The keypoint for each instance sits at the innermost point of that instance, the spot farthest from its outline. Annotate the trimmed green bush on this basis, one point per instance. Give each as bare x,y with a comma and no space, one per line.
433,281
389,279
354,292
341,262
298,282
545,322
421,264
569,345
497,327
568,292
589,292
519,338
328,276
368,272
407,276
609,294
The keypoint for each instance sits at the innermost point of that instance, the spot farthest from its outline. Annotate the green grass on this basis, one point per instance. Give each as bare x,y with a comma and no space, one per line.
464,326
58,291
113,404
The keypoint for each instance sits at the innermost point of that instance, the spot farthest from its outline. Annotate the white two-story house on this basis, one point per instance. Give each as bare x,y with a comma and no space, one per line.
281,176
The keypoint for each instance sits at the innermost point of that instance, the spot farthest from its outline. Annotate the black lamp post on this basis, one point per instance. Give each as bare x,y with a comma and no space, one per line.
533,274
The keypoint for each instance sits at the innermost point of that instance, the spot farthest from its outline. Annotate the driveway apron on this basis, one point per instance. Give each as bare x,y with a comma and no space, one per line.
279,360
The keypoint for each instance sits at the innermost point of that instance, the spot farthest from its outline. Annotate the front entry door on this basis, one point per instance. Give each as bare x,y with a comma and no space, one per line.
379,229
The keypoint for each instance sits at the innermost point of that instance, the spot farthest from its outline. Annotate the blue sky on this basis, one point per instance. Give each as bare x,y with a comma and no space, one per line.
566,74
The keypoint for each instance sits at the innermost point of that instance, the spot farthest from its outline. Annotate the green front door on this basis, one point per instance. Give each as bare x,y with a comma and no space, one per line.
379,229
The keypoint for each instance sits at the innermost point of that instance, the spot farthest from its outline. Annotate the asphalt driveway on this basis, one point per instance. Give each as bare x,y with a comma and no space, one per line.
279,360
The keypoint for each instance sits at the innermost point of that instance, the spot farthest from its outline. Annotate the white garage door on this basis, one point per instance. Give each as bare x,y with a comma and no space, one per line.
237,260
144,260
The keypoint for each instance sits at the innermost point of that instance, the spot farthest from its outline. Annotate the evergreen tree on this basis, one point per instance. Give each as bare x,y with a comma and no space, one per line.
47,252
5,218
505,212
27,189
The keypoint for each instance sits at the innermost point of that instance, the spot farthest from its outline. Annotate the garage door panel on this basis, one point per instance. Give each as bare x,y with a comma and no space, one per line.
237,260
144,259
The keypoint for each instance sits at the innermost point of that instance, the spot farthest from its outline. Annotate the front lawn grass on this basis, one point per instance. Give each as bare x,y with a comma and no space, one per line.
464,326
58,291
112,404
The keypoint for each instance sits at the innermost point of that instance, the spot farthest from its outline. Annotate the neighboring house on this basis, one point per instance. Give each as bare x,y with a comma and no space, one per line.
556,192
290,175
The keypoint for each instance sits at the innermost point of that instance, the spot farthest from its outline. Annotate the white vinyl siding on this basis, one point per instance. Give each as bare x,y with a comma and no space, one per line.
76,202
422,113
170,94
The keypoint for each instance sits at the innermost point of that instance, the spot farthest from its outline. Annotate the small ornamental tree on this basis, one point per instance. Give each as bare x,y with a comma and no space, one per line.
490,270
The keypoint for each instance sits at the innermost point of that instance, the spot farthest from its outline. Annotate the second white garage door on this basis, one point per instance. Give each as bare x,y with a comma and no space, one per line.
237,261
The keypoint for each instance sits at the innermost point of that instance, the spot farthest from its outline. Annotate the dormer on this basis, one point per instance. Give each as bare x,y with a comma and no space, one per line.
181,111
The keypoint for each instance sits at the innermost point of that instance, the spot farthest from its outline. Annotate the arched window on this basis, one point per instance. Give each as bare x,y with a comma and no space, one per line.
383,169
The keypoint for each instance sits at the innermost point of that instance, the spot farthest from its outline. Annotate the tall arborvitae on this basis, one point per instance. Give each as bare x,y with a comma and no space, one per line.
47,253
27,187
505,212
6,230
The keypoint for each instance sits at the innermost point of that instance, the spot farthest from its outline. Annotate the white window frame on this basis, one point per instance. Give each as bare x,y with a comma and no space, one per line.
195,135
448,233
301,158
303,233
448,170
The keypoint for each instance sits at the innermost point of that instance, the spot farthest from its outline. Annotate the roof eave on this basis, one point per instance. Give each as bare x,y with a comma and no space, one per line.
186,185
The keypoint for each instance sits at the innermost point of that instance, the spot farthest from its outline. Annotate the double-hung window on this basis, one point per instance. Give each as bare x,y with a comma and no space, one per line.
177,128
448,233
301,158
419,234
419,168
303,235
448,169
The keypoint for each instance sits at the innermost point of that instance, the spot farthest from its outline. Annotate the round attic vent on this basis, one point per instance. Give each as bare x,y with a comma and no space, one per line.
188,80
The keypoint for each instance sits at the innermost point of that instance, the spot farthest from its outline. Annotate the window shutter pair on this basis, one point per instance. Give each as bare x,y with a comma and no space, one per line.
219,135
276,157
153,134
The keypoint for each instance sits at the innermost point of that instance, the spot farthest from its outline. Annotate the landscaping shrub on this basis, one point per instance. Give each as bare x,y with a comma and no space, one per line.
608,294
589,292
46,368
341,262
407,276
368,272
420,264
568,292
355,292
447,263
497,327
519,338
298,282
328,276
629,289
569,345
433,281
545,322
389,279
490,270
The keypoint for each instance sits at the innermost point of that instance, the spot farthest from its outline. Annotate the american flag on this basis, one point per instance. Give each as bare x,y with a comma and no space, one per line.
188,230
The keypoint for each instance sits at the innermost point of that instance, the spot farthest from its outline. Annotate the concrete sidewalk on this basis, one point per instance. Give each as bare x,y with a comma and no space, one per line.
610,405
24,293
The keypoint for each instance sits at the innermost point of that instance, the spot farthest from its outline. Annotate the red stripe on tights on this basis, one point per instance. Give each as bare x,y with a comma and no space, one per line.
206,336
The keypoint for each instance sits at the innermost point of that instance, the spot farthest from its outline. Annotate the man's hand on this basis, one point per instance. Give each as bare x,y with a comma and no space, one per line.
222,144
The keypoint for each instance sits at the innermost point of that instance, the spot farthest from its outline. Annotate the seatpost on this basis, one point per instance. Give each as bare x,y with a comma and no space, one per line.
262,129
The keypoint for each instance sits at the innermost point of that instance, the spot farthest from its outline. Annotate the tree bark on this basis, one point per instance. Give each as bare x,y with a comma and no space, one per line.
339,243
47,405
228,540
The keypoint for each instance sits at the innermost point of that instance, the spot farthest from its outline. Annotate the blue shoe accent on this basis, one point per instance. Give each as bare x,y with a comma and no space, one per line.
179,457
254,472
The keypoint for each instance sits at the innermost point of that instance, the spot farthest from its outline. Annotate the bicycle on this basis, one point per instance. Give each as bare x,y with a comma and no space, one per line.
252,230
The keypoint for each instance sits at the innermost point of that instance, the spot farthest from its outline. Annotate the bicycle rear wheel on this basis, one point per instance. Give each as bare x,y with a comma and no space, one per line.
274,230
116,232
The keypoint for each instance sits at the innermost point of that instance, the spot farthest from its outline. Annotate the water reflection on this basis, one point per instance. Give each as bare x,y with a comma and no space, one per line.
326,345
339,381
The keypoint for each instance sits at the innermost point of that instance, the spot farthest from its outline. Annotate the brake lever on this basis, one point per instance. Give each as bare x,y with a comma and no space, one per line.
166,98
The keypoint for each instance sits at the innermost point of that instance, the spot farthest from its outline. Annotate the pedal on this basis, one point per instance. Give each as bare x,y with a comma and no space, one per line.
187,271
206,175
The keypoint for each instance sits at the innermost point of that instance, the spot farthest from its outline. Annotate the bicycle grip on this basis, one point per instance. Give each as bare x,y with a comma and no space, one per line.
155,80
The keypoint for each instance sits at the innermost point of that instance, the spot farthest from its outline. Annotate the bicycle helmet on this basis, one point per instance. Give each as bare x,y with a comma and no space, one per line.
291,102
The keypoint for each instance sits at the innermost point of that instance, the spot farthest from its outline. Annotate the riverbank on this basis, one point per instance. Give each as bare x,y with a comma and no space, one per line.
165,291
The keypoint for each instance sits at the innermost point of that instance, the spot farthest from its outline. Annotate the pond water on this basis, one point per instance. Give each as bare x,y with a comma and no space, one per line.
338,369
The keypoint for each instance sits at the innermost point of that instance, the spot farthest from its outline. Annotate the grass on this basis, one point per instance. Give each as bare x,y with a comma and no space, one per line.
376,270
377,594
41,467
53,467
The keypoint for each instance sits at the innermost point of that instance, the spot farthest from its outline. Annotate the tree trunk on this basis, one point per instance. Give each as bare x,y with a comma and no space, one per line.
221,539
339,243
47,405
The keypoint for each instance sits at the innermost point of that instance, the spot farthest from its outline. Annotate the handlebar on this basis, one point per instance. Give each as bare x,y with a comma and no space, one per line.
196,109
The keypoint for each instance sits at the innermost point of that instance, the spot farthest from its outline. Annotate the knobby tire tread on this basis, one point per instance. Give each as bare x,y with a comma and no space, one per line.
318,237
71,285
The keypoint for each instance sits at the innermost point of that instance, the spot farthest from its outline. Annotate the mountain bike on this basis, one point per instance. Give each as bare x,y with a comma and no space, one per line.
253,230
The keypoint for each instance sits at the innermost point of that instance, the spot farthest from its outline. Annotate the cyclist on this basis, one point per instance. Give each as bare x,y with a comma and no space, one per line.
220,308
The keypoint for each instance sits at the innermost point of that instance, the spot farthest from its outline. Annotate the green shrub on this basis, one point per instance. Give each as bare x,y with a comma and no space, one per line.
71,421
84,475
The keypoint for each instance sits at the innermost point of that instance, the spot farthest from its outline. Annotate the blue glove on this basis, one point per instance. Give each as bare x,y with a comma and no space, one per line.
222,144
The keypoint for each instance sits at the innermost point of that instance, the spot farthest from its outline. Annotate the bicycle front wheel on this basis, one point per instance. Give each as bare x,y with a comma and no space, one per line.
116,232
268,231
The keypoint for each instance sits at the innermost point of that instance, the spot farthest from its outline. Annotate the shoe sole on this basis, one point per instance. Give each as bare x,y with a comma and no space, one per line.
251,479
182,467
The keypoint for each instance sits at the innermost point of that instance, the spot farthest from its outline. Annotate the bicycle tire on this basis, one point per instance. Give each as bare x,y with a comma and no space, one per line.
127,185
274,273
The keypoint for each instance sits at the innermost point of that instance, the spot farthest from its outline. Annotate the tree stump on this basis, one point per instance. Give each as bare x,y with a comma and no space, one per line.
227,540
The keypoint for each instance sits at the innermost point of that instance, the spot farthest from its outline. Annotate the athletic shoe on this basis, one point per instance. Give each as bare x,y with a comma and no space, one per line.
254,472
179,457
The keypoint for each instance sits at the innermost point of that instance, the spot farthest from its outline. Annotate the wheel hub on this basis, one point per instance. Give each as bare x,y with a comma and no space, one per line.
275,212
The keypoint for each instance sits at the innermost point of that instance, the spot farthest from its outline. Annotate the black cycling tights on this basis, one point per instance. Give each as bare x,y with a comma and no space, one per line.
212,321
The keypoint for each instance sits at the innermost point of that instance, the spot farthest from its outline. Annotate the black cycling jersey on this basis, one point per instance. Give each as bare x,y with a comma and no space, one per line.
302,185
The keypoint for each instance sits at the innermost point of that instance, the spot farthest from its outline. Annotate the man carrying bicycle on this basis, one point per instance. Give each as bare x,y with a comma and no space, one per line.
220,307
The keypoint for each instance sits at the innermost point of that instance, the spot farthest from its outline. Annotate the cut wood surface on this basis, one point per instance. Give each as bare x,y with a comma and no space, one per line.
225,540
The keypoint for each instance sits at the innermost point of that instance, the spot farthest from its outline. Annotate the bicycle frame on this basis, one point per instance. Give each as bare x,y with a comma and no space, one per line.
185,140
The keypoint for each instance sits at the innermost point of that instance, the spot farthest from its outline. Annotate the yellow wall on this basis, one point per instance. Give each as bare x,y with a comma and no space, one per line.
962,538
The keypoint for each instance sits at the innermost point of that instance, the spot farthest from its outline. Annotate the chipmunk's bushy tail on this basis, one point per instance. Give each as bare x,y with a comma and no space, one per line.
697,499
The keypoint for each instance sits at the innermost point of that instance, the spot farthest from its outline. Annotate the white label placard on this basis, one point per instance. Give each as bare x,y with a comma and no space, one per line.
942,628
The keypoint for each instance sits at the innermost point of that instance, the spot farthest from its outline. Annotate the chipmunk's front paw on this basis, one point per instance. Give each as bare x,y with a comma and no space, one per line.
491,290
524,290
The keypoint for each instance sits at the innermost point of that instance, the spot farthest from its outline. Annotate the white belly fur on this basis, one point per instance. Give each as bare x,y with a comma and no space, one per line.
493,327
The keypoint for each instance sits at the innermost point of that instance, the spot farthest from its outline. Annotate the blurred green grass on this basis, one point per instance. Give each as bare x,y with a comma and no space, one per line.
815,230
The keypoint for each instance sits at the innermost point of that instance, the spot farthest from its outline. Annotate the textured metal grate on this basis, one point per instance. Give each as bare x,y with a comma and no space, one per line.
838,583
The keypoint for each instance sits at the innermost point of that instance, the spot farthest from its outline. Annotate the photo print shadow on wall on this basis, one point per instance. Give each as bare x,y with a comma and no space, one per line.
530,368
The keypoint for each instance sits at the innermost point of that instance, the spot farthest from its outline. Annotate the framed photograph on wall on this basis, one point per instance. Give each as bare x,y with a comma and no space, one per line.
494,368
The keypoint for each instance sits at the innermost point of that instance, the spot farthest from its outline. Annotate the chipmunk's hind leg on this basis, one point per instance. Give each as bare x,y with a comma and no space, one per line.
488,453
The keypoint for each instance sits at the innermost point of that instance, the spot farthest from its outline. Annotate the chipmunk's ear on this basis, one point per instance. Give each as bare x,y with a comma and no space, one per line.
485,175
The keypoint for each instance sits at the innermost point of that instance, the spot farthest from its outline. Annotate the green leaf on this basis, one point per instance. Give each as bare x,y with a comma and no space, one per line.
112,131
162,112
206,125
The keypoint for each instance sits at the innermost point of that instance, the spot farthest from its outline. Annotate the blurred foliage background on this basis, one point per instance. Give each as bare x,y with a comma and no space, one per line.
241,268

→ Exercise instructions:
Word for word, please return the lines from the one containing "the blurred foliage" through the end of the listing, both ends included, and nothing else.

→ Exercise output:
The keypoint for each instance sits at the innermost point of that instance, the spot farthest from its outline. Annotate the blurred foliage background on this basis, one point per instance. Give each as bare x,y with a comma and no space, one per line.
241,268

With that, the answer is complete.